• **RECORDS SHOWN**
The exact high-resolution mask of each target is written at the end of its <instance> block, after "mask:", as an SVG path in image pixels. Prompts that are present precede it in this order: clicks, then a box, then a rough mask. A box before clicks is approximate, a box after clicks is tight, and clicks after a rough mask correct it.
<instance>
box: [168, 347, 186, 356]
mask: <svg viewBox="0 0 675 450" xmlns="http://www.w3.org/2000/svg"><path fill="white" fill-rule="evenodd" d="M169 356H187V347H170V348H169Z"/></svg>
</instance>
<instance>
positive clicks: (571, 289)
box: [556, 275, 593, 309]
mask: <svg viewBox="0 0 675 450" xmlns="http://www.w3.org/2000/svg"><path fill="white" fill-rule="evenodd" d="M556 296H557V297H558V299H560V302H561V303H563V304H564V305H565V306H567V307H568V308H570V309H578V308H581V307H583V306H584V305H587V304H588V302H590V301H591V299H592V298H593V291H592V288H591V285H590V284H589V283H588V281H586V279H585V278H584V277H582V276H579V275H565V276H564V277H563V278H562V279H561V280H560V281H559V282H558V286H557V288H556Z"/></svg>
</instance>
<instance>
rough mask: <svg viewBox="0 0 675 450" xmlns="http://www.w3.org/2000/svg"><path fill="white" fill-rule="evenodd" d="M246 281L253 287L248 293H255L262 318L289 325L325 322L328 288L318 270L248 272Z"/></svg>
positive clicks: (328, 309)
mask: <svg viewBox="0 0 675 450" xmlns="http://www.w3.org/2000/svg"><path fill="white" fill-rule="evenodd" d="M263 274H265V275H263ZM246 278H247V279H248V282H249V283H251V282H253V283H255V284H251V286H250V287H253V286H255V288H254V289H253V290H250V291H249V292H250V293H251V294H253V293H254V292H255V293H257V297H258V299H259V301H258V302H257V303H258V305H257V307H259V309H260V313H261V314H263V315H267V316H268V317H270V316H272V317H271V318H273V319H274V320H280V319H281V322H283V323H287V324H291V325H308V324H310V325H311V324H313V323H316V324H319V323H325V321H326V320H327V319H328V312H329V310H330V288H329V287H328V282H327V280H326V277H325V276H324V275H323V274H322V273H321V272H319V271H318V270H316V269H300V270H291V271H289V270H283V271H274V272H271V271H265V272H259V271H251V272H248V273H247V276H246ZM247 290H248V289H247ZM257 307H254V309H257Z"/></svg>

• **WORK ORDER**
Recast the lines from the first line of the rows up to and including the line with "box: [168, 347, 186, 356]" as a Markdown table with two columns, Line and Text, numbering each line in Line and leaving out blank lines.

• **ANSWER FOR THE TASK**
| Line | Text |
|---|---|
| 1 | The exact high-resolution mask of each target is written at the end of its <instance> block, after "mask:", as an SVG path in image pixels. Prompts that are present precede it in this order: clicks, then a box, then a rough mask. A box before clicks is approximate, a box after clicks is tight, and clicks after a rough mask correct it. |
| 2 | <instance> |
| 3 | box: [168, 347, 186, 356] |